From the interview, extract word for word the part that opens with the words containing "Derek: I have" and closes with "have believed it?".

** START TEXT SHOWN **

When Derek Quizzed Jogen

When Derek Quizzed Jogen

March 6, 2014

Painter and newly-elected Rajya Sabha MP Jogen Chowdhury opens up to quizmaster and Rajya Sabha MP Derek O’Brien about painting and politics, Hendrix and Husain, wine and women! For t2:

Derek O’Brien and Jogen Chowdhury sharing a light moment

Derek: I have to start with a serious complaint. I have decided that I won’t talk to you! For many years you have been telling me that you’ll give me a crosshatch painting. I have been to your birthday party and asked you for a crosshatch painting, gone to Santiniketan and asked you for one. Now that you are a Rajya Sabha MP, at least give me the painting now!

Jogen: Yes, now I have to give it to you! I’ll make the painting in Delhi.

Derek: Yes, I’ll make the arrangements.

Derek: Jogen da, if I had asked you six months ago that you were going to become an MP, would you have believed it?

Jogen: No, I was unprepared.

Derek: How did it happen?

Jogen: I was quite surprised when she (Mamata Banerjee) asked me if I would be interested in becoming a Rajya Sabha MP. At first, aami ghabre gechhilam (I was nervous). I was in the car returning home from the Academy of Fine Arts in the afternoon (January 19) when she texted me to call her back... I told her that I have a lot of problems. That my wife (Shipra) is not well, that I have a lot of pending work. I spoke to her for about 40 minutes. Then she told me, "Take the post. You’ll like it." I was quite tense. Then I told her, "Let me ask my wife." But my wife didn’t give me any definite reply!

Derek: Do you discuss everything with your wife?

Jogen: No, but if I don’t discuss these things with her then I’ll get into trouble the next day! (Grins)

Derek: Hmmm… do you discuss your paintings with your wife?

Jogen: No… that’s my area. (Smiles)

Derek: Why do you think Mamata Banerjee has made you a Rajya Sabha MP?

Jogen: That I don’t know. (Grins)

Derek: You are not involved in politics, you have not taken part in party programmes…

Jogen: I really don’t know.

Derek: How was your first political experience when you were filing your nomination papers in the Assembly last month?

Jogen: It was very tiring on both the days. I had to start in the morning and it went on till late night.

Derek: Are you in touch with your friends from Art College?

Jogen: Yes, with a few.

Derek: They are not as famous as you are. How do they react to you now?

Jogen: Of course they respect me.

Derek: Are you first an artist, painter or a teacher?

Jogen: First I am a human being.

Derek: There was a huge crowd at the opening of your new exhibition 'Formative to Recent' at CIMA Gallery. Why? What is the appeal of Jogen Chowdhury?

Jogen: Yes, there is an interest, people are curious, they want to know what I am working on, which is why they keep coming back for more. It was so crowded that even Soumitra Chatterjee had trouble getting in!

Derek: How did you develop your signature broad brush lines/strokes?

Jogen: It was there in my early sketches.

Derek: But it became your signature style.

Jogen: I do all sorts of work, from crosshatch paintings, pastel drawings to oil paintings, but then one day I had to complete a series of drawings in a day...

Derek: So you started doing lines to speed things up?! I’m teasing you…

Jogen: People feel only big oil paintings make for great art. But that’s a wrong notion. A small drawing is equally great. The famous Swiss-German painter Paul Klee did these superb small drawings. The way he explored line, form, space, colour, texture in his paintings is fabulous.

** END TEXT SHOWN **
** START GIVEN DATA **

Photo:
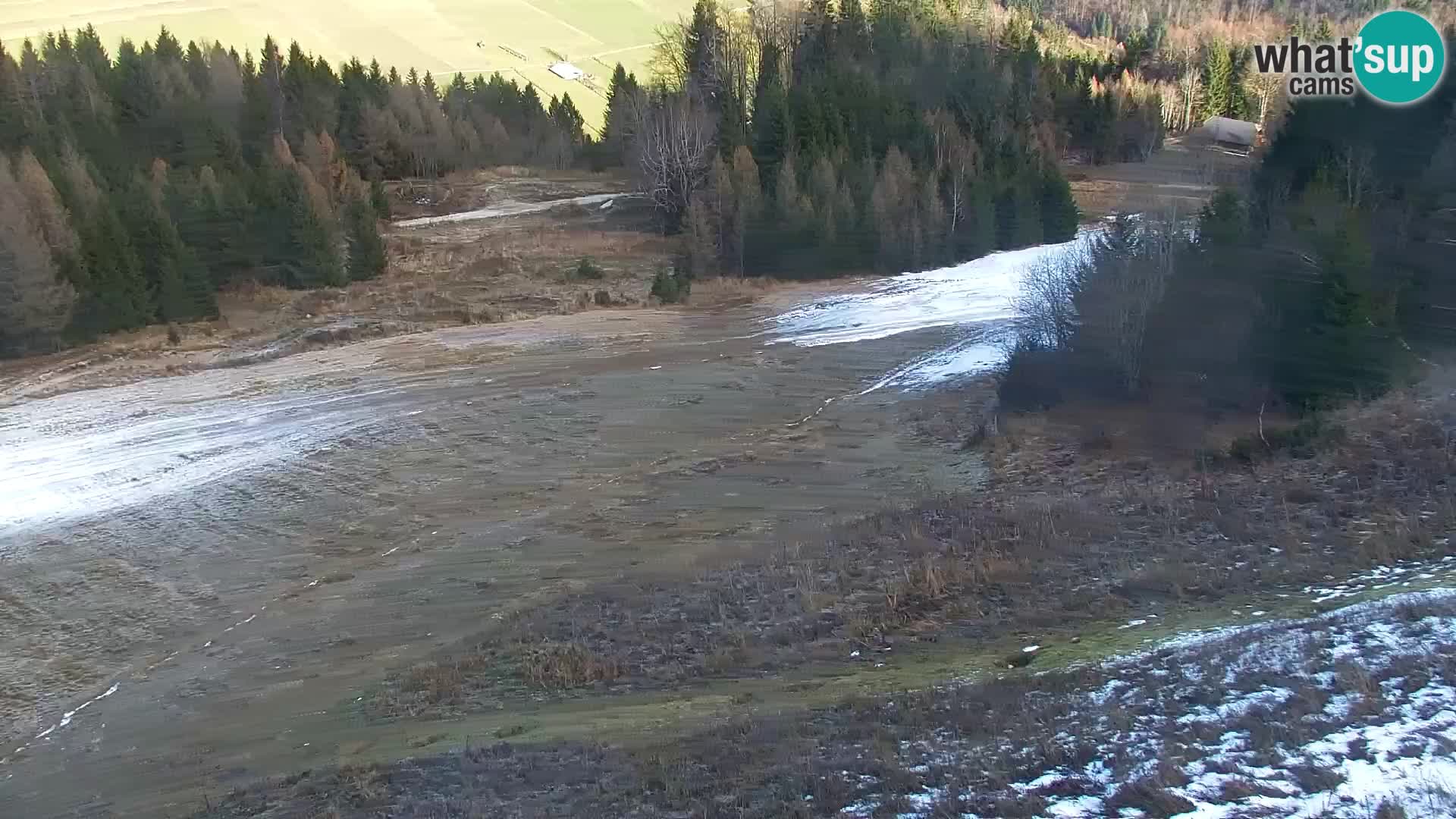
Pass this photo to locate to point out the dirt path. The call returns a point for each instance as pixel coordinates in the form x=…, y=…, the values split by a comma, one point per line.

** END GIVEN DATA **

▶ RESULT
Derek: I have to start with a serious complaint. I have decided that I won’t talk to you! For many years you have been telling me that you’ll give me a crosshatch painting. I have been to your birthday party and asked you for a crosshatch painting, gone to Santiniketan and asked you for one. Now that you are a Rajya Sabha MP, at least give me the painting now!

Jogen: Yes, now I have to give it to you! I’ll make the painting in Delhi.

Derek: Yes, I’ll make the arrangements.

Derek: Jogen da, if I had asked you six months ago that you were going to become an MP, would you have believed it?